Texto de leitura

•••

"QUEM O CONHECERÁ?"

Minha avó vez por outra repetia a seguinte frase: “Coração de gente é terra que ninguém nunca andou.”, não sei se de sua autoria ou se um provérbio antigo desconhecido por mim. Uma frase curta que , embora fugindo à regra gramatical, transborda de sabedoria e era isso que chamava minha atenção. Sempre que nós, filhos e netos, estávamos muito entusiasmados com alguém ou quando nos doávamos demais a uma amizade, sempre que estávamos diante de alguém conhecido não conhecido o suficiente por nós ela repetia a frase. A minha mente ainda imatura ficava a imaginar uma terra estranha, sem caminhos trilhados, uma mata fechada. Perigos escondidos por todo lado, mesmo na paisagem mais bela e encantadora. E pensava nos cuidados que deveríamos ter. andar um passo a cada vez, vagarosamente, tomar cuidado com os frutos das árvores, poderiam ser venenosos. Contemplar e desbravar a terra, mas saber que a qualquer momento poderia surgir algo que nos surpreendera. Sábia minha avó.

Hoje penso nesse ditado em relação a cada um de nós. Esse comboio de cordas que é capaz de disparar diante das emoções e ao qual associamos ao amor, ódio, alegria, tristeza. Ele é uma verdadeira mata selvagem, fechada, com alguns caminhos trilhados, uns por trilhar e outros que nunca serão. Os trilhados são conhecidos nossos e dos outros também. São tão certinhos e previsíveis que quando resolvemos abrir uma nova rota é espantoso para todos inclusive para nós mesmos. Encarar trilhas novas, antes desconhecidas ou ignoradas por nós, é algo espantoso mesmo. Assim acabamos não nos aventurando em alguns terrenos não explorados, talvez porque saibamos muito bem o que iremos encontrar lá.

•••

Dados fornecidos

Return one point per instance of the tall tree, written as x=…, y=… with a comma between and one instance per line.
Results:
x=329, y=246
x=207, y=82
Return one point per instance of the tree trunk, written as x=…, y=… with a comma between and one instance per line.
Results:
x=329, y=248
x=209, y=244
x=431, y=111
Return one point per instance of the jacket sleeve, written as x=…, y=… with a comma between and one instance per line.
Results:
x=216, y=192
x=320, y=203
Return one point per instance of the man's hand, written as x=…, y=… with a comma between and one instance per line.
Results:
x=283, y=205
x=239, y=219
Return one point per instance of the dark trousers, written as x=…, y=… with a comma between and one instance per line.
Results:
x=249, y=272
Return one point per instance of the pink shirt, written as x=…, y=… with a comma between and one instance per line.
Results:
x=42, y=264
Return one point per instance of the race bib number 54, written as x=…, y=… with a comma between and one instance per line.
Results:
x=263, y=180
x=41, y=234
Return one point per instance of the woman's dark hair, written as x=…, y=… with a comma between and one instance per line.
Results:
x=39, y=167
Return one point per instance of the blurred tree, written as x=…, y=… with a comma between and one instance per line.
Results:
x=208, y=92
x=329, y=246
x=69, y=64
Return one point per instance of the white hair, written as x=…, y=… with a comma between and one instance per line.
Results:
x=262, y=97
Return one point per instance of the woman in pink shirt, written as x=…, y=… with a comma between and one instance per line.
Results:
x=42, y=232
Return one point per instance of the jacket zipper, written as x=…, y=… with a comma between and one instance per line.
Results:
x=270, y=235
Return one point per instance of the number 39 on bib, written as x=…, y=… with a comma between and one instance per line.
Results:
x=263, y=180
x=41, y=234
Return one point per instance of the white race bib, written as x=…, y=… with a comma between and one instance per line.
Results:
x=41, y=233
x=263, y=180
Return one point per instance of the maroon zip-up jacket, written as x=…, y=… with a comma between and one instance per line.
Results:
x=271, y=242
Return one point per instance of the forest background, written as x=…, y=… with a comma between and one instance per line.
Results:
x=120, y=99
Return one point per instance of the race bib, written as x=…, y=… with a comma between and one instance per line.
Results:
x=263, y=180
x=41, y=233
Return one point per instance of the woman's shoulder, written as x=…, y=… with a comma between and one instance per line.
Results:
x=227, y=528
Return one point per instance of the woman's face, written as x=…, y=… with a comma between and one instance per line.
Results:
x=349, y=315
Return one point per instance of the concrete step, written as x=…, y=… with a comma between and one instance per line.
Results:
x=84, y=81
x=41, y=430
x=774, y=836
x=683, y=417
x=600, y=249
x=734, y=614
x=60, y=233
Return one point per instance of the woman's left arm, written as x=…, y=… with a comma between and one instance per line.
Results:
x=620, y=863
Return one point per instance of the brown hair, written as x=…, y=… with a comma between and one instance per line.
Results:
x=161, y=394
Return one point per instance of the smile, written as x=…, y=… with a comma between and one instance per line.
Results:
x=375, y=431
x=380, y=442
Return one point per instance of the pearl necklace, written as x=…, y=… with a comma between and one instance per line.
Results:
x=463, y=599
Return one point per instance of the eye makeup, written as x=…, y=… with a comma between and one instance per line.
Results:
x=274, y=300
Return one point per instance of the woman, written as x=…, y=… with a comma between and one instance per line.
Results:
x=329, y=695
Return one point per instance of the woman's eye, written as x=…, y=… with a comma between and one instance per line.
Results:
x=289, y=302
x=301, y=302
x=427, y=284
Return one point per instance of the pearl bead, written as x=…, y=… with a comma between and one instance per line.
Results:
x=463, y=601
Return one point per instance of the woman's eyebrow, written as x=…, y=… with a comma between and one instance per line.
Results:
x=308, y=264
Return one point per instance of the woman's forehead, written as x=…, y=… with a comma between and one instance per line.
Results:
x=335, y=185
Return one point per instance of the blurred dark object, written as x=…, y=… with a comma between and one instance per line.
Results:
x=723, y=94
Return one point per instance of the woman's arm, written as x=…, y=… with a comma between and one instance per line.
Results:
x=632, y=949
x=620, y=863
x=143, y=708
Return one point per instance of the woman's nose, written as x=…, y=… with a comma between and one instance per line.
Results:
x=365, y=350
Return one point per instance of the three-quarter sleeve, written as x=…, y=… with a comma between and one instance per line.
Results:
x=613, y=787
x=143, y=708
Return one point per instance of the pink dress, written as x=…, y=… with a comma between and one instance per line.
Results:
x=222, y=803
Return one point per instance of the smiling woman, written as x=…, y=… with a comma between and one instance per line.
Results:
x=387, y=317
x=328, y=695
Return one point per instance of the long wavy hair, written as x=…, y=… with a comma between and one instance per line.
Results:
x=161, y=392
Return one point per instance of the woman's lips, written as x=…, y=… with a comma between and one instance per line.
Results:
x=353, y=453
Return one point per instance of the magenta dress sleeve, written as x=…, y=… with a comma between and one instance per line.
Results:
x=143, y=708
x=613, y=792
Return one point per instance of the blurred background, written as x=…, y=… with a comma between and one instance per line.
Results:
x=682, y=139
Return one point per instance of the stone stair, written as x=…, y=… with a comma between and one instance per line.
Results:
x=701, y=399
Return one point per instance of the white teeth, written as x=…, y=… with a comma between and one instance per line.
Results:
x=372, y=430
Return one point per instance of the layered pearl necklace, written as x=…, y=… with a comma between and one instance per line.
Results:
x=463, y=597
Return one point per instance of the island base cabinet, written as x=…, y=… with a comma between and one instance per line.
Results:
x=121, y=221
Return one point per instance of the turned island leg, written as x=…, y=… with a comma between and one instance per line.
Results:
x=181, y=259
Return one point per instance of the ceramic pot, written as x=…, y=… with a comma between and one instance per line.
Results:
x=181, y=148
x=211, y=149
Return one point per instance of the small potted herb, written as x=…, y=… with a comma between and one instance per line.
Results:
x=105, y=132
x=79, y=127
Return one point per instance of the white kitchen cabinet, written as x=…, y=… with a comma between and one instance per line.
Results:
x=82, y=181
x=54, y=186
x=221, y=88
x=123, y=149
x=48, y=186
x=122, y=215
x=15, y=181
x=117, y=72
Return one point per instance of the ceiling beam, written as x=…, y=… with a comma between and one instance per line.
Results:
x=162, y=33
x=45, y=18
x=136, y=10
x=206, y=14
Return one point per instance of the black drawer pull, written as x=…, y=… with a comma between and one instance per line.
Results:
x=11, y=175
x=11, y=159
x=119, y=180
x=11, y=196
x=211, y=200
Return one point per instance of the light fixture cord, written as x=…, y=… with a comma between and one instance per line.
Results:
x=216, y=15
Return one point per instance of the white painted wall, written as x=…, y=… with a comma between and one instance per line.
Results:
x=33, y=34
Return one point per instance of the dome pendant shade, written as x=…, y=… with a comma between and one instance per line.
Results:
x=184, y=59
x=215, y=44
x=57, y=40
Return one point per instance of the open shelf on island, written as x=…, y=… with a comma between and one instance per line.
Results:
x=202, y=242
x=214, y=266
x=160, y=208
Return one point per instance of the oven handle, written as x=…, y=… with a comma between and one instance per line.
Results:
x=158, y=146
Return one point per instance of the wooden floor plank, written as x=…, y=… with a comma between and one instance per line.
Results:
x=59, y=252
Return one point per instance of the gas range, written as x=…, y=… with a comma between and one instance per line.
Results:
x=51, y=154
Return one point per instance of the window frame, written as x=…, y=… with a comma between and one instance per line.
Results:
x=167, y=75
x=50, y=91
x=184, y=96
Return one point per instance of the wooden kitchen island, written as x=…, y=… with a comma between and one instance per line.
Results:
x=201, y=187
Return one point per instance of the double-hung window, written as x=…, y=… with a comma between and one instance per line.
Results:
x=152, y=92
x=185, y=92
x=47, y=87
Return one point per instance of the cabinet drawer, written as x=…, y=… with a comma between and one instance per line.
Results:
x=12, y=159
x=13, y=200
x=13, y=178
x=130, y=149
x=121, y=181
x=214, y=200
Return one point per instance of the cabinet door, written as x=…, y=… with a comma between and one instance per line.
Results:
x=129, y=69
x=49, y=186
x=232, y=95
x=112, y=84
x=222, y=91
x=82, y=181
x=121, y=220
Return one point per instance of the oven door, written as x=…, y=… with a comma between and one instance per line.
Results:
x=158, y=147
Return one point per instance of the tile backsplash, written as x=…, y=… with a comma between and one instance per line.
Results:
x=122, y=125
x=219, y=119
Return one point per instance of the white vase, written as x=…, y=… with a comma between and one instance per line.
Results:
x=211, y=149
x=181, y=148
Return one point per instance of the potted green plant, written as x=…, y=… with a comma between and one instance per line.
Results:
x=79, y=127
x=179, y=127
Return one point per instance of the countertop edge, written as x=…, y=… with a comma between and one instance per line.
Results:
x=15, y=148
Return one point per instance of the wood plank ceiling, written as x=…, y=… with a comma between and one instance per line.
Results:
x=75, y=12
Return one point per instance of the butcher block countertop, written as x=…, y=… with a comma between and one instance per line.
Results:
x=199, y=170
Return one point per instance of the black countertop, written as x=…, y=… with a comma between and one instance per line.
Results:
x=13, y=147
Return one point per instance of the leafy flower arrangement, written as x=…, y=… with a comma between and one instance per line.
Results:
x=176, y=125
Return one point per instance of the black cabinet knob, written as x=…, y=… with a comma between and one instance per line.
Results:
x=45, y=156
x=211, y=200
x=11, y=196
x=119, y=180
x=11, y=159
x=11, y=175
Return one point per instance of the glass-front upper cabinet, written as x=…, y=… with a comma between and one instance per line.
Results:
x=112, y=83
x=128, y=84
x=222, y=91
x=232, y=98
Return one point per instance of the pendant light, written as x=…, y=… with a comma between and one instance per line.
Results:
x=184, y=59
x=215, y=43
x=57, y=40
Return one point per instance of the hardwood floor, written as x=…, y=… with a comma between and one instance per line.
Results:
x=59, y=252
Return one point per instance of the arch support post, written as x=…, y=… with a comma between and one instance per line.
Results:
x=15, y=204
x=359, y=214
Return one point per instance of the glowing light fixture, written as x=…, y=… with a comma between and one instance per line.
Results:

•••

Tarefas
1. Diga se cada afirmação concorda com o texto de leitura, respondendo sim ou não e citando as palavras do texto que decidem: (a) Quem escreve sabe que a frase era de autoria da avó. (b) A avó repetia a frase quando filhos e netos se doavam demais a uma amizade. (c) Os caminhos trilhados são conhecidos apenas por nós mesmos.
2. Reescreva o trecho do texto de leitura que vai de "Hoje penso nesse" até "iremos encontrar lá.", substituindo "mata selvagem" por "floresta selvagem".

Respostas do exercício
1.
(a) Não: "não sei se de sua autoria ou se um provérbio antigo desconhecido por mim".
(b) Sim: "quando nos doávamos demais a uma amizade".
(c) Não: "Os trilhados são conhecidos nossos e dos outros também."

2.
Hoje penso nesse ditado em relação a cada um de nós. Esse comboio de cordas que é capaz de disparar diante das emoções e ao qual associamos ao amor, ódio, alegria, tristeza. Ele é uma verdadeira floresta selvagem, fechada, com alguns caminhos trilhados, uns por trilhar e outros que nunca serão. Os trilhados são conhecidos nossos e dos outros também. São tão certinhos e previsíveis que quando resolvemos abrir uma nova rota é espantoso para todos inclusive para nós mesmos. Encarar trilhas novas, antes desconhecidas ou ignoradas por nós, é algo espantoso mesmo. Assim acabamos não nos aventurando em alguns terrenos não explorados, talvez porque saibamos muito bem o que iremos encontrar lá.